=== Recorded data ===
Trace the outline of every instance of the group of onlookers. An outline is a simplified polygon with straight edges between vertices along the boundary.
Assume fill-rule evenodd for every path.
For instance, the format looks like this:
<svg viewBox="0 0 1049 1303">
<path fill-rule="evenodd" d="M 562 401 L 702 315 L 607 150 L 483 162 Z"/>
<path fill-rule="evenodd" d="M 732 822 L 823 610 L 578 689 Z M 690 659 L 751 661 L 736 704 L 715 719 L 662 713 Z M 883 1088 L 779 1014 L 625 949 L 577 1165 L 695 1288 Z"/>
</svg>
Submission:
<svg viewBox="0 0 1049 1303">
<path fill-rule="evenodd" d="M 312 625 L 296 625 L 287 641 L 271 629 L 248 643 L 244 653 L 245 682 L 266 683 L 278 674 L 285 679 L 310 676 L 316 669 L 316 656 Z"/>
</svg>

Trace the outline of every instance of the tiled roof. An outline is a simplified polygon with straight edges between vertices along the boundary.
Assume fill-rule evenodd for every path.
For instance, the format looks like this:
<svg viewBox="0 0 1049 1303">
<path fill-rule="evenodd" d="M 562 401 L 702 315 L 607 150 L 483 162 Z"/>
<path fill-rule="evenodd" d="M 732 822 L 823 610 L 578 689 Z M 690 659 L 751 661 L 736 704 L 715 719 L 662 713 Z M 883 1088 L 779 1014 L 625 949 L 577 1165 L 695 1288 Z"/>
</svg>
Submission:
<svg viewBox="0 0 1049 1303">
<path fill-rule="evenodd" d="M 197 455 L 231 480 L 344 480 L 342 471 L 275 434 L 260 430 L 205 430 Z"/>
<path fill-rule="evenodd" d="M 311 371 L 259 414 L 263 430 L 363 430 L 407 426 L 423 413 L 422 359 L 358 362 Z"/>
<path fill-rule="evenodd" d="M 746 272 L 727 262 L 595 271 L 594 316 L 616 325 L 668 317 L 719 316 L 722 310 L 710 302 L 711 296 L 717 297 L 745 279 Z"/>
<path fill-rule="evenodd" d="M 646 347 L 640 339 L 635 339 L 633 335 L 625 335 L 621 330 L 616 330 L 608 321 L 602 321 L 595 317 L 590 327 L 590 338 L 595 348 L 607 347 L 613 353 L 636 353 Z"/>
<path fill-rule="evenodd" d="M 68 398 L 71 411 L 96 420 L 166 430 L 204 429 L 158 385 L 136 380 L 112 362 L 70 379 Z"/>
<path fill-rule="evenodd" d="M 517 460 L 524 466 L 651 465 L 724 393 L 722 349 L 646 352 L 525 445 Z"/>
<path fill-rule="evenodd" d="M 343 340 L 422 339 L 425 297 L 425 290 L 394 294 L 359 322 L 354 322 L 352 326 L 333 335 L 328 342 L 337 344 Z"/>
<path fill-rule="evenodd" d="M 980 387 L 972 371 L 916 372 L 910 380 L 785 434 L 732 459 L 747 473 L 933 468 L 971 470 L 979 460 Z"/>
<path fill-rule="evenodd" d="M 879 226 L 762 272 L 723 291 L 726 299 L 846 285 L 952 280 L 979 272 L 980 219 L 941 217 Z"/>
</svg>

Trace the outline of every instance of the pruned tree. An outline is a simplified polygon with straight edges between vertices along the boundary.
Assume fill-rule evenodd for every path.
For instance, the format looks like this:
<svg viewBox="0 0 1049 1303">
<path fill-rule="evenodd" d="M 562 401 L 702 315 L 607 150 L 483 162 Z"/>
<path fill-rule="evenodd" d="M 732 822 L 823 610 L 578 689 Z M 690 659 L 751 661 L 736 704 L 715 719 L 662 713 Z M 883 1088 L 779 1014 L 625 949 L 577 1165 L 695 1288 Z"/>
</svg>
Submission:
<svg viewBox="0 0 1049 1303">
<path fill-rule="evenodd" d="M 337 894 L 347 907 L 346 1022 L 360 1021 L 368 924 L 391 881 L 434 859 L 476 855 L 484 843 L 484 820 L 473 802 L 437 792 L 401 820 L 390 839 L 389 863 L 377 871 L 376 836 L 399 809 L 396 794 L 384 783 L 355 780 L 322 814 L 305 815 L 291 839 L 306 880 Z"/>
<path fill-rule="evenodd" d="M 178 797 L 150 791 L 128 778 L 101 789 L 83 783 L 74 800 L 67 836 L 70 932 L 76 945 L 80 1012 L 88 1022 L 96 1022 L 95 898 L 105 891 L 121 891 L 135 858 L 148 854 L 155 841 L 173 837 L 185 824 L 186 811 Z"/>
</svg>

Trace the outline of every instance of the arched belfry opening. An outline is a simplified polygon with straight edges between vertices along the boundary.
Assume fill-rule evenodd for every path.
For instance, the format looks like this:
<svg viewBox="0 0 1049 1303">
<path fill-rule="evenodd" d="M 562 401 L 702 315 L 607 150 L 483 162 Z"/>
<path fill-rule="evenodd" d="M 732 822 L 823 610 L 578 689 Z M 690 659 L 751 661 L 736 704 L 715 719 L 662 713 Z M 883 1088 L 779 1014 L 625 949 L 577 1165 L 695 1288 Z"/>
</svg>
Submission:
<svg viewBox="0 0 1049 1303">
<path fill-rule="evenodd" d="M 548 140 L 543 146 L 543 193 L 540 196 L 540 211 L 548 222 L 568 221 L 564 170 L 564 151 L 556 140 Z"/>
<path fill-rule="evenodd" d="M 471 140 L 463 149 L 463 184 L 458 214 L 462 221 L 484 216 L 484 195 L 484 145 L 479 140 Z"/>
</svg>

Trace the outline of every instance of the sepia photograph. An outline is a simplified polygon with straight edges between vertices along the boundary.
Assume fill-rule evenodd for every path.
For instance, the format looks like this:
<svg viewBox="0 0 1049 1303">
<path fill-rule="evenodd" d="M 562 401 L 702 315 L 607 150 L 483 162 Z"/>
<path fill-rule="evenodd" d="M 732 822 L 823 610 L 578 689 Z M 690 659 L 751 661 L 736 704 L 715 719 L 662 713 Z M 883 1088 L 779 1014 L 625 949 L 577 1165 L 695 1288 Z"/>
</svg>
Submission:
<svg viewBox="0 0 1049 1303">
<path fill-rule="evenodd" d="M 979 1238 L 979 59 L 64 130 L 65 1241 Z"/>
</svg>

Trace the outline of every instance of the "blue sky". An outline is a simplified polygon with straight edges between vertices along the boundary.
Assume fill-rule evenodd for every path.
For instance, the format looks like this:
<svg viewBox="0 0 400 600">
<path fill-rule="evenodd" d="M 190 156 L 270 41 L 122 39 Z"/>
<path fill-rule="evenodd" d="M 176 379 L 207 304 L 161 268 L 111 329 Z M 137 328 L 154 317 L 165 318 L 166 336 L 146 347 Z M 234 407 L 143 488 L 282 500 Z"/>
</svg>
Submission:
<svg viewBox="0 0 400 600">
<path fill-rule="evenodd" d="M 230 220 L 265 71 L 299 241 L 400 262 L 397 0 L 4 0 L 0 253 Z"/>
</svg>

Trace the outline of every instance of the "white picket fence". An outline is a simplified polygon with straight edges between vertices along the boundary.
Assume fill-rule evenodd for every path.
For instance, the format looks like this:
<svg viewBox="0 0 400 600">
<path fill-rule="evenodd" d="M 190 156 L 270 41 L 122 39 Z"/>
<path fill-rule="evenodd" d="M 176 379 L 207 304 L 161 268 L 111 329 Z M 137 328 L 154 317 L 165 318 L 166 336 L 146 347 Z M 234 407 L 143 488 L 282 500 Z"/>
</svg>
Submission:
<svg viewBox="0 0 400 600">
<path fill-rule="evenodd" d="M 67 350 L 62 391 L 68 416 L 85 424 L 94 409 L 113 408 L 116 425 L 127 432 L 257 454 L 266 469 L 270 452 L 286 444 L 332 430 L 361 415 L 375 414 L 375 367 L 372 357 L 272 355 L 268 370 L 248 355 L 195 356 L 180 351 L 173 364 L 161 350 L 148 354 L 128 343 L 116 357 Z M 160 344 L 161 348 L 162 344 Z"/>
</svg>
===
**Task brief:**
Show the lines of the records that contain the word "along".

**Solution to this task:**
Trace the outline of every instance of the group of onlookers. An outline is a simplified polygon with straight edges between vertices along the boundary.
Trace the outline of every instance of the tiled roof. An outline is a simplified polygon with straight edges between vertices along the boundary.
Trace the outline of every instance of the pruned tree. An outline is a simplified polygon with straight edges between vertices along the boundary.
Trace the outline of every instance of the arched belfry opening. An outline is a simplified polygon with straight edges between vertices along the boundary.
Trace the outline of every instance of the sepia photograph. An outline is a simplified polygon with straight edges between vertices along the boundary.
Trace the outline of every instance of the "blue sky". An outline is a simplified polygon with straight edges between vertices along the boundary.
Trace the outline of every instance of the "white picket fence". An outline is a simplified polygon with straight edges between vertices along the boundary.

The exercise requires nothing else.